TASK TO COMPLETE ▸ Pull out each line of the data below that contains the string "jersey", and copy it unchanged. Case counts.

-- START OF DATASET ENTRIES --

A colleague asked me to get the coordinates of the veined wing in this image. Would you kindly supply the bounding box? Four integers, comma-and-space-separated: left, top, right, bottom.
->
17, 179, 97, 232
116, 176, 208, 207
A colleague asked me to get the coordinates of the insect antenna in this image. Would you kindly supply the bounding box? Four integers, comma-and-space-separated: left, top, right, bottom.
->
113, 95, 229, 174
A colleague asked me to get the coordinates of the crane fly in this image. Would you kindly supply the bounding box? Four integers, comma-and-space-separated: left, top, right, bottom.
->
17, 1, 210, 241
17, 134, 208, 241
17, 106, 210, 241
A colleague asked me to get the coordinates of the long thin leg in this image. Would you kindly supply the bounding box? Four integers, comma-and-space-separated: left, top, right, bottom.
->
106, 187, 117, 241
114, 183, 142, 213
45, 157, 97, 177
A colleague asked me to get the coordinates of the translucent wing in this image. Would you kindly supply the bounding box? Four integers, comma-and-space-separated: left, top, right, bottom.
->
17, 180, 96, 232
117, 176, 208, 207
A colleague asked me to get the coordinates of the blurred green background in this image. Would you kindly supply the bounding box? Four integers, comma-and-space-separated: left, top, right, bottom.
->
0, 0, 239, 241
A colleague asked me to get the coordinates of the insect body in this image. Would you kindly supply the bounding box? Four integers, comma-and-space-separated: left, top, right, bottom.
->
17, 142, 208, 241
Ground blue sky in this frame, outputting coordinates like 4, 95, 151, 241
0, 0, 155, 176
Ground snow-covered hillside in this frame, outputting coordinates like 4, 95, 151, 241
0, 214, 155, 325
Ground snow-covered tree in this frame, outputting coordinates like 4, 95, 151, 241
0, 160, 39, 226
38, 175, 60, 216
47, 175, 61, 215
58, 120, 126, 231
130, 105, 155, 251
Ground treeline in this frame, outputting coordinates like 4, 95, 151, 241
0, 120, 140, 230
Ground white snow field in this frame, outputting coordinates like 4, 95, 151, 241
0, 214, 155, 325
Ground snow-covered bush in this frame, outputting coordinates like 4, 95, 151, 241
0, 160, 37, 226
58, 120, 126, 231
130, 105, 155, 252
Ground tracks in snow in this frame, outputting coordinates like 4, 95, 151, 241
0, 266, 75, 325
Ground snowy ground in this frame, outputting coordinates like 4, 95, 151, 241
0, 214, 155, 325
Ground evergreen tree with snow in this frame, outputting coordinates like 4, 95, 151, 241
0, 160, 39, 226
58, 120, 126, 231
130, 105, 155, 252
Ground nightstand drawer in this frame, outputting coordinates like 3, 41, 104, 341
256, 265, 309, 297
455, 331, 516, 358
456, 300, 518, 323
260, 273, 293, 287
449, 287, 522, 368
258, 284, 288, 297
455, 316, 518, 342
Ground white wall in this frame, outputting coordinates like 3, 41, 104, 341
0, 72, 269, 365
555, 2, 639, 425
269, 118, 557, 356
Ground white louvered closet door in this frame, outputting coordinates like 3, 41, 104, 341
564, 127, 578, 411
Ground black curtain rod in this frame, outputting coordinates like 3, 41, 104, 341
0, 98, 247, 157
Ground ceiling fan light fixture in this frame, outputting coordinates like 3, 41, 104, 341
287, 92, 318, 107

-- END OF DATASET ENTRIES --
-- START OF DATASET ENTRIES --

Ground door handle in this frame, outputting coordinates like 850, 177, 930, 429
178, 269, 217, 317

-- END OF DATASET ENTRIES --
-- START OF DATASET ENTRIES --

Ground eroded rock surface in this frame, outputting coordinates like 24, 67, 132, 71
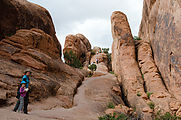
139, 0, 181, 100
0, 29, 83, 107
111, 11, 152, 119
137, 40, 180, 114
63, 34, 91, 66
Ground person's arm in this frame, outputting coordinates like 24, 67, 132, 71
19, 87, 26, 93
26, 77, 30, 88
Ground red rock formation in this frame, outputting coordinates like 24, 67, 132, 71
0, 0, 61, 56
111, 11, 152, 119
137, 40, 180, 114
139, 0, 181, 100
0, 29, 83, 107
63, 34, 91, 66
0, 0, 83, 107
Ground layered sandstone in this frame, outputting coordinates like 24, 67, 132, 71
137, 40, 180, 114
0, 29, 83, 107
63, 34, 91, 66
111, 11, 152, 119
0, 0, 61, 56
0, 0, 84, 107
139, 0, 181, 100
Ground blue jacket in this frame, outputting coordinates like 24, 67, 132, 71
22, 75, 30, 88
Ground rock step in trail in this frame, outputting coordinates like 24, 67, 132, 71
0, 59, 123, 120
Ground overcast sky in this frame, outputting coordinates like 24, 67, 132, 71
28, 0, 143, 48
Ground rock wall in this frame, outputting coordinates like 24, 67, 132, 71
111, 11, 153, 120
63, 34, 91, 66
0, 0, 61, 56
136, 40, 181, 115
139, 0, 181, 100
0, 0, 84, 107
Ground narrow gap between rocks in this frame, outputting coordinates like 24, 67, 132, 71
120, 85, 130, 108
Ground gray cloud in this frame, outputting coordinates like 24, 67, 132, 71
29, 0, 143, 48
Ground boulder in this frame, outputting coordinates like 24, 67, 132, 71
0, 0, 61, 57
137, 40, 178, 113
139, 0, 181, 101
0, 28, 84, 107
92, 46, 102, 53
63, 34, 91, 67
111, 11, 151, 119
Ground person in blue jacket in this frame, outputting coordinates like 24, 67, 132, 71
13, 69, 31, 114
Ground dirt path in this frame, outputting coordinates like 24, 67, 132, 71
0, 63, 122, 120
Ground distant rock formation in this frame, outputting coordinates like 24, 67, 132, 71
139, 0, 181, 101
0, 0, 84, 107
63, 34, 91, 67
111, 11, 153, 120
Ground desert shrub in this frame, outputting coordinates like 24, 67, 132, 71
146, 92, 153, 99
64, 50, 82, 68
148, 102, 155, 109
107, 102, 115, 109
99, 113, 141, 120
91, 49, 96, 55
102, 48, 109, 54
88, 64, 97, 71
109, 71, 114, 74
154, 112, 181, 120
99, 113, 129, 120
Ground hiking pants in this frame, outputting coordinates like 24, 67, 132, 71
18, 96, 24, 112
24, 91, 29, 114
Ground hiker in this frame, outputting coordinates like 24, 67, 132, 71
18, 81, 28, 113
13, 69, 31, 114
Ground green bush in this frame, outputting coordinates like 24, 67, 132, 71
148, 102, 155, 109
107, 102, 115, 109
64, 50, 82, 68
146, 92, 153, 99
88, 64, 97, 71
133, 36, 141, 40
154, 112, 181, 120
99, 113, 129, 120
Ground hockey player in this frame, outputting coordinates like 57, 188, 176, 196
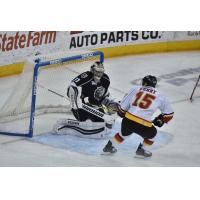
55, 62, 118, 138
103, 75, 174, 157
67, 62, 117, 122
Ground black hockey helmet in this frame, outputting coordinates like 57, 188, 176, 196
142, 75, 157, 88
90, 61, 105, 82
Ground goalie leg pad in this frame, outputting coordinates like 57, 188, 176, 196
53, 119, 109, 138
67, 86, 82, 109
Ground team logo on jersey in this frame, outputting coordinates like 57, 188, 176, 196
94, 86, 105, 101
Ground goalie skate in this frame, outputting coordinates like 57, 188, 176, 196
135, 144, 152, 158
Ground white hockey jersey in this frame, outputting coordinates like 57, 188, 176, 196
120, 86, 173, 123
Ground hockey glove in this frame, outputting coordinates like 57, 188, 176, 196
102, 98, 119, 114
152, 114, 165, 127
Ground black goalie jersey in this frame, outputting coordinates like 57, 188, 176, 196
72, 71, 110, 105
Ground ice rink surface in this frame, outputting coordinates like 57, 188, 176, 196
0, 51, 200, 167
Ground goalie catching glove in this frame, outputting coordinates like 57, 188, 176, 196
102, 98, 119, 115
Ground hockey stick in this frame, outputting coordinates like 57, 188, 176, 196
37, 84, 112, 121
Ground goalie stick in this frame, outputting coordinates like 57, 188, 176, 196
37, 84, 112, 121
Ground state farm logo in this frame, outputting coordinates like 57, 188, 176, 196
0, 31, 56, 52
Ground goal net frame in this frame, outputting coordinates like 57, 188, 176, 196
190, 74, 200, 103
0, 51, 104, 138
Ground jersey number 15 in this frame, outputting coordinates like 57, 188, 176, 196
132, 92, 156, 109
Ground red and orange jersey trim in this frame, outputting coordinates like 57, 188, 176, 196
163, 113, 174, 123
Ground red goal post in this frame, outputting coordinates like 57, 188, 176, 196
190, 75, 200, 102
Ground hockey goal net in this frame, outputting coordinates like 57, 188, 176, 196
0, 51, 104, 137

-- END OF DATASET ENTRIES --

RESPONSE FOR THIS EXERCISE ▸
Ground team logo on jersey in this frame, outputting coordinates like 57, 188, 176, 196
Ground white hockey jersey in this frame, outputting coordinates like 57, 188, 176, 196
Ground black goalie jersey in this frame, outputting coordinates like 57, 188, 176, 196
Ground jersey number 15 in this frame, outputting coordinates like 57, 188, 176, 196
Ground red and orange jersey trim in this frame, outputting coordinates like 57, 188, 176, 196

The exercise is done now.